### REQUEST 1
In two sentences, how would you sum up the passage on nanoparticles in drilling fluids?
### REQUEST 2
Could you repeat word for word the part of the passage on nanoparticles in drilling fluids starting with "Amanullah et al." and going on through "properties were observed."?

### PASSAGE GIVEN
▬▬▬▬▬▬▬▬▬▬

Silica nanoparticles can also improve the rheological stability of emulsion based and invert emulsion based drilling fluids as they have a large free energy of adsorption and can attach to the oil-water interface depending on their degree of hydrophobicity (Agarwal et al., 2011, Ghosn et al., 2017). Metal NPs can also improve the rheological stability of drilling fluids due to their high thermal conductivities that can dissipate heat efficiently because of Brownian motion (Einstein, 1956). Therefore, fluid is less affected by the temperature increase and keeps its liquid form, rather than degrading into a solid form. Results from several studies demonstrated that nanofluids have higher thermal conductivities compared to base fluids (Liu et al., 2005, Ding et al., 2006, Aybar et al., 2015). Different investigations on thermal conductivity of nanofluids showed enhancements from 12.4% to 80% can be obtained with carbon nanotubes dispersions in different fluids (Smith et al., 2017). Table 1 lists most of the recent studies on modification of rheological properties of drilling fluids by addition of nanoparticles.
Amanullah et al. (2011) investigated the effect of nanomaterials on several WBFs. They used a number of commercial nanomaterials to overcome challenges associated with conventional drilling fluids. Fluids were prepared with concentration of 0.14 wt% NPs and compared with a base sample. Their results showed no significant changes to the viscosity profile, however superior gelling properties were observed.

▬▬▬▬▬▬▬▬▬▬

### DATA SECTION
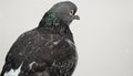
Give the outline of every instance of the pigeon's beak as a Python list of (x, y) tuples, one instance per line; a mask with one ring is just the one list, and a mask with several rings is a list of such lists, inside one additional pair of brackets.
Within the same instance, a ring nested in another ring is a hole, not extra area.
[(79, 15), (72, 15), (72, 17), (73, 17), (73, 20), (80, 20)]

▬▬▬▬▬▬▬▬▬▬

### EXERCISE ANSWER 1
Silica nanoparticles can improve the rheological stability of emulsion-based and invert emulsion-based drilling fluids by attaching to the oil-water interface. Metal nanoparticles can do the same through high thermal conductivities, which several studies found higher in nanofluids than in base fluids, while Amanullah et al. (2011) saw no significant viscosity change but superior gelling properties when adding 0.14 wt% nanoparticles to several WBFs.

### EXERCISE ANSWER 2
Amanullah et al. (2011) investigated the effect of nanomaterials on several WBFs. They used a number of commercial nanomaterials to overcome challenges associated with conventional drilling fluids. Fluids were prepared with concentration of 0.14 wt% NPs and compared with a base sample. Their results showed no significant changes to the viscosity profile, however superior gelling properties were observed.